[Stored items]

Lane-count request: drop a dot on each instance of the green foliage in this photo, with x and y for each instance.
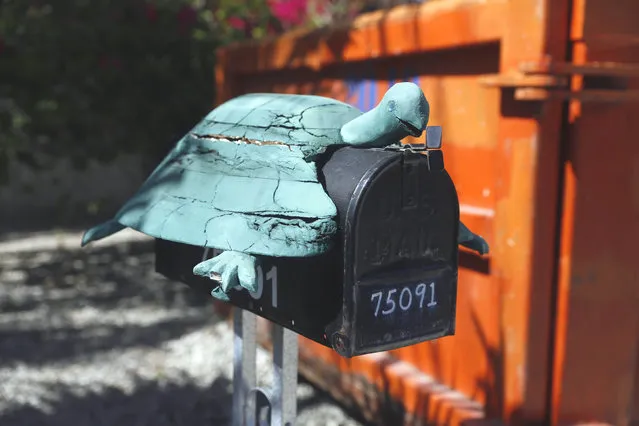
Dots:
(89, 79)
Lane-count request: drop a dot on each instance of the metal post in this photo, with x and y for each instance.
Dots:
(284, 393)
(244, 365)
(251, 404)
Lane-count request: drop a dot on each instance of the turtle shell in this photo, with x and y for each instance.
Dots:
(242, 180)
(310, 122)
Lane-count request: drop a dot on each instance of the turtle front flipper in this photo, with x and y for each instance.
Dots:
(101, 231)
(471, 240)
(232, 269)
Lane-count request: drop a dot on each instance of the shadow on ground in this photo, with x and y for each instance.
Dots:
(94, 336)
(61, 304)
(151, 403)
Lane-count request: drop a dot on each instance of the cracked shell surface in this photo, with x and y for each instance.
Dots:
(244, 179)
(310, 122)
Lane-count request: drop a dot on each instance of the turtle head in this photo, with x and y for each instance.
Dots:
(406, 104)
(403, 111)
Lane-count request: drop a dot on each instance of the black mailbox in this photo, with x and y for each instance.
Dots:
(391, 279)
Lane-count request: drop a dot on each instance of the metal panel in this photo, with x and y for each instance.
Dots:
(597, 340)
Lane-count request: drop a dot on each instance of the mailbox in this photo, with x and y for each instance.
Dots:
(391, 278)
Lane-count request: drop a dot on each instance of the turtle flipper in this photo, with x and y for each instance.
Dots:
(471, 240)
(101, 231)
(232, 269)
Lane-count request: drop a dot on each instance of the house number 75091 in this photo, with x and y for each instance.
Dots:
(387, 302)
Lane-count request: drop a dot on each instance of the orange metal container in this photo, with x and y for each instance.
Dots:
(540, 139)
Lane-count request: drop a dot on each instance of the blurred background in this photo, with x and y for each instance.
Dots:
(93, 94)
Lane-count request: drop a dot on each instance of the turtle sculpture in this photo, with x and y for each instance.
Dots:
(245, 179)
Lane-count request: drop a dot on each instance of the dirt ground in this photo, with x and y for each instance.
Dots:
(95, 337)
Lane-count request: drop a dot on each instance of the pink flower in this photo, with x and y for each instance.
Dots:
(237, 23)
(289, 11)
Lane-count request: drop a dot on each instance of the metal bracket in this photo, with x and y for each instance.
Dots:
(550, 80)
(253, 406)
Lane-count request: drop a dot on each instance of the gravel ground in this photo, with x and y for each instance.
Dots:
(95, 337)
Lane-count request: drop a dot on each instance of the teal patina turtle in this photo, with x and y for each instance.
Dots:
(244, 180)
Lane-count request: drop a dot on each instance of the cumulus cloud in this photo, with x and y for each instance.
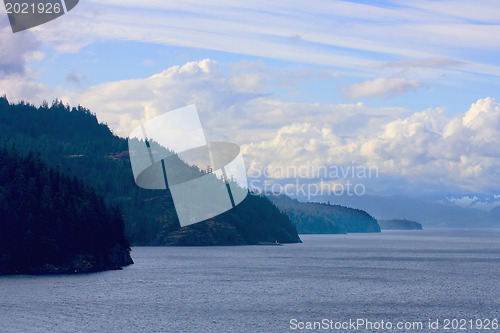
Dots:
(427, 148)
(382, 86)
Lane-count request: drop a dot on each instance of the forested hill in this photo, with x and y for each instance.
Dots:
(53, 223)
(73, 140)
(322, 218)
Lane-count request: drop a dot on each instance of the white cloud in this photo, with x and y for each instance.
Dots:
(380, 87)
(428, 150)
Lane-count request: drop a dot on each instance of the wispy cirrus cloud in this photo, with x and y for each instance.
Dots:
(382, 86)
(349, 36)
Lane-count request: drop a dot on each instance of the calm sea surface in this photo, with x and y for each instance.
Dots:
(396, 276)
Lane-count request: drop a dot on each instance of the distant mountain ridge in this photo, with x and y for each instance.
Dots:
(429, 214)
(399, 225)
(73, 140)
(322, 218)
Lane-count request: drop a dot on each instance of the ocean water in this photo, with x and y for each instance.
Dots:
(398, 277)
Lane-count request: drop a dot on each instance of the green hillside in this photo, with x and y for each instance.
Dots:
(72, 140)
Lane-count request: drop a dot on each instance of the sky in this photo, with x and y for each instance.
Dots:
(407, 88)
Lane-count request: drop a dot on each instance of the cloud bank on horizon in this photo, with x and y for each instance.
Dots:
(377, 61)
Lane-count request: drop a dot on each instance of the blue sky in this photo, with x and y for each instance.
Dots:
(410, 87)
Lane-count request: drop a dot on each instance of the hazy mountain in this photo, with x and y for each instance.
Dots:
(399, 225)
(429, 214)
(322, 218)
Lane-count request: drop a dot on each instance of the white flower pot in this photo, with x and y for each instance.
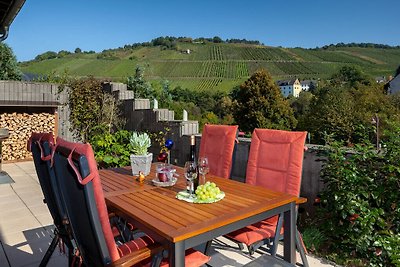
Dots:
(141, 163)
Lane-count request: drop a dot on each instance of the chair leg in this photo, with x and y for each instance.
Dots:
(207, 248)
(302, 249)
(277, 237)
(50, 251)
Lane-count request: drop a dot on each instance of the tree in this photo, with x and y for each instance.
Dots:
(397, 71)
(46, 55)
(93, 111)
(350, 76)
(139, 86)
(9, 69)
(331, 113)
(258, 103)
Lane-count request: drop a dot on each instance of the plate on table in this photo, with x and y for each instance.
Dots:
(183, 195)
(171, 182)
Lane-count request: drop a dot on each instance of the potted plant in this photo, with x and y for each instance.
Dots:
(140, 159)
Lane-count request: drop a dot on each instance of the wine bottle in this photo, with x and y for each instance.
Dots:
(192, 157)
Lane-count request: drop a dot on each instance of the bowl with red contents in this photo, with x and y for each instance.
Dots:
(165, 172)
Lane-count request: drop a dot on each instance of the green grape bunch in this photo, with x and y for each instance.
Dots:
(207, 191)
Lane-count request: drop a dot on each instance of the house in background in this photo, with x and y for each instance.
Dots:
(8, 11)
(308, 84)
(290, 87)
(393, 86)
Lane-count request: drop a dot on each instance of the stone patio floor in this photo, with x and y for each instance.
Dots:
(26, 227)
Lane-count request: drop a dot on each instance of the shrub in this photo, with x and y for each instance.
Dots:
(360, 206)
(112, 150)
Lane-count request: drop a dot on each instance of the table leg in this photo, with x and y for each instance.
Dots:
(289, 220)
(177, 254)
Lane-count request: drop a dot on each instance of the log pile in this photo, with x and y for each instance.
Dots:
(20, 127)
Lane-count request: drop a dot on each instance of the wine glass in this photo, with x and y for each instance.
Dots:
(190, 171)
(203, 169)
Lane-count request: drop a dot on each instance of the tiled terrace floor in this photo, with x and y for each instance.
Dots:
(26, 226)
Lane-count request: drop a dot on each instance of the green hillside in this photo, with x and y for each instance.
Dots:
(221, 66)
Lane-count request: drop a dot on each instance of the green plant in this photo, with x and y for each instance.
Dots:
(313, 238)
(360, 205)
(112, 149)
(140, 143)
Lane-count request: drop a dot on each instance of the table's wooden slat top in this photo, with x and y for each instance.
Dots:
(158, 209)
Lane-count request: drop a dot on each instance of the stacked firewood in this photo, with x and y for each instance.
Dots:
(20, 127)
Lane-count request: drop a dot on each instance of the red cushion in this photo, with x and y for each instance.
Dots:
(86, 149)
(255, 232)
(217, 143)
(193, 258)
(276, 160)
(134, 245)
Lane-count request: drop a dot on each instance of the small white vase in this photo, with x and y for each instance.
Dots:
(141, 163)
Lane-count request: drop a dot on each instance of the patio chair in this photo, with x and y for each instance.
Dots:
(82, 195)
(40, 145)
(275, 162)
(218, 144)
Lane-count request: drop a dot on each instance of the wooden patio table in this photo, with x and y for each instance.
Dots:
(182, 225)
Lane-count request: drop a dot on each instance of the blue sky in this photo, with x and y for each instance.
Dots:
(44, 25)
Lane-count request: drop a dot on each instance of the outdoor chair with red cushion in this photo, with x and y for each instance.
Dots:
(82, 195)
(275, 162)
(217, 144)
(40, 144)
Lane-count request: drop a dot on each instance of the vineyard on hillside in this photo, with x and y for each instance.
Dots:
(209, 66)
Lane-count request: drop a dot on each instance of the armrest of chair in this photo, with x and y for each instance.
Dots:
(137, 256)
(301, 200)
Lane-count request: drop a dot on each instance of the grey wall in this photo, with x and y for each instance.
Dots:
(14, 94)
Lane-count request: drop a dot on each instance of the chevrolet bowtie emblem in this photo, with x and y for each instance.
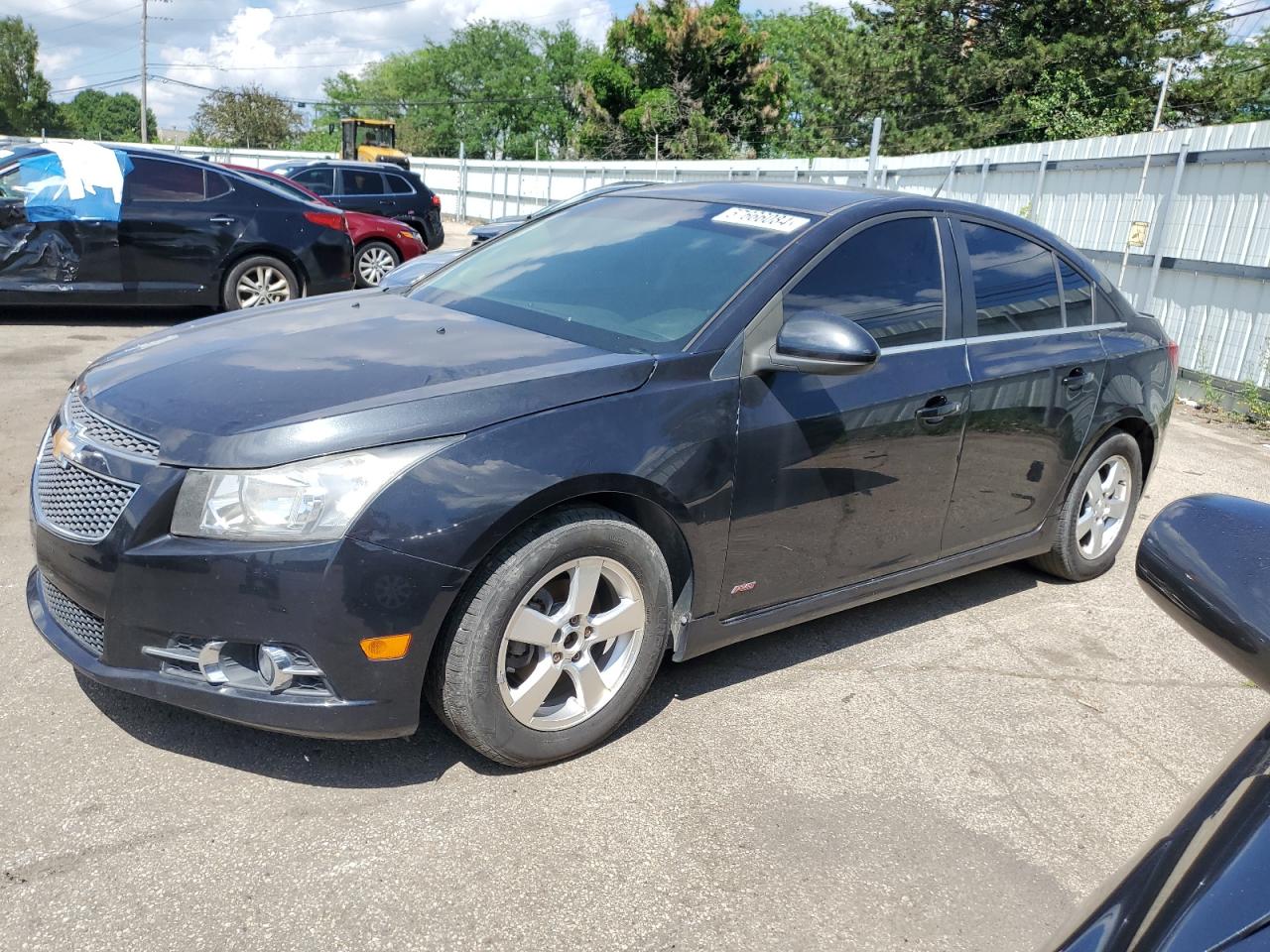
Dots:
(66, 448)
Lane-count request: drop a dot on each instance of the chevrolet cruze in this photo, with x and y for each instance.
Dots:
(659, 421)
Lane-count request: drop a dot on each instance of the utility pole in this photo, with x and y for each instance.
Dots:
(145, 130)
(873, 151)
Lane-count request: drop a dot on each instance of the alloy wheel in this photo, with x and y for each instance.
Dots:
(373, 263)
(262, 285)
(1103, 507)
(571, 644)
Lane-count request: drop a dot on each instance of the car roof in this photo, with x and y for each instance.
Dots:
(347, 164)
(812, 198)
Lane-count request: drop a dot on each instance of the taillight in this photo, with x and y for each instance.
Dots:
(327, 220)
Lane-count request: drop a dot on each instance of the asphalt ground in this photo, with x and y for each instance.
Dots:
(949, 770)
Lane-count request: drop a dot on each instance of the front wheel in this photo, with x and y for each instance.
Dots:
(259, 281)
(558, 640)
(1097, 512)
(372, 262)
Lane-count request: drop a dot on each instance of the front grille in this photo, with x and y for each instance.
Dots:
(99, 430)
(84, 626)
(76, 502)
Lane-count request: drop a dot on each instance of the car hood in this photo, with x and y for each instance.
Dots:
(330, 375)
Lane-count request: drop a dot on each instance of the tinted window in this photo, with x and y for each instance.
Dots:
(362, 182)
(1015, 289)
(153, 180)
(1078, 296)
(619, 273)
(887, 278)
(289, 188)
(320, 181)
(1105, 311)
(399, 185)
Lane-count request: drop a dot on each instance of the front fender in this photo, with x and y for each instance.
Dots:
(671, 442)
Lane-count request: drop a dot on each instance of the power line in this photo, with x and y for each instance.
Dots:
(94, 19)
(1246, 13)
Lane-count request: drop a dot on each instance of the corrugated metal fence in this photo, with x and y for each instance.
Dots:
(1203, 266)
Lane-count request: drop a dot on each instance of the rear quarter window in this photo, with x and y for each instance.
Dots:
(1015, 289)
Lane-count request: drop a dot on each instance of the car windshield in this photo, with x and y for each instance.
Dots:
(621, 273)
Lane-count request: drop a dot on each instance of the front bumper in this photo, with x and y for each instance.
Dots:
(141, 588)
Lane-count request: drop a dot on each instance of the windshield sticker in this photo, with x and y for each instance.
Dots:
(762, 218)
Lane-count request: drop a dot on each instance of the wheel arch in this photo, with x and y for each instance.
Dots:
(272, 252)
(1127, 421)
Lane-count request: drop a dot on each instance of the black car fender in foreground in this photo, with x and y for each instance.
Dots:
(1203, 885)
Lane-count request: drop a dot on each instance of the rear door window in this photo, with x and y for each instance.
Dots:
(157, 180)
(361, 182)
(1078, 296)
(399, 185)
(320, 181)
(1015, 287)
(888, 280)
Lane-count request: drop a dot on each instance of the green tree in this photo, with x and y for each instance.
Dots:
(689, 80)
(24, 105)
(951, 73)
(100, 116)
(817, 48)
(1234, 86)
(246, 117)
(502, 89)
(1065, 107)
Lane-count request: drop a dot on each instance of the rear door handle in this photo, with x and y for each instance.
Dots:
(938, 409)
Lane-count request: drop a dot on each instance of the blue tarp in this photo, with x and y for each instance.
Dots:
(81, 181)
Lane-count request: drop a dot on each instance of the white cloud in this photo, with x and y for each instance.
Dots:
(206, 44)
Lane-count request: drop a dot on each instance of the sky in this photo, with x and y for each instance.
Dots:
(286, 46)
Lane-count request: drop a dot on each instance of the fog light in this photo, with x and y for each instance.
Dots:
(388, 648)
(276, 665)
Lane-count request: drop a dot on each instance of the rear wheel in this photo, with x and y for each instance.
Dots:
(372, 262)
(558, 642)
(258, 281)
(1097, 512)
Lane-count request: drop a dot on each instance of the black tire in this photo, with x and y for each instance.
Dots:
(463, 684)
(1066, 560)
(230, 296)
(382, 248)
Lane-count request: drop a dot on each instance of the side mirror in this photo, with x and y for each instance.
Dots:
(818, 341)
(1206, 562)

_EXERCISE DESCRIPTION_:
Show every line from the entries above in which the word "house" appears.

_RESULT_:
Lane-count request: drop a dot on each instance of the house number 75091 in this photo, with x and y for each instance.
Lane-count request: drop a dot on each instance of the house in background in this photo, with x and y for each instance.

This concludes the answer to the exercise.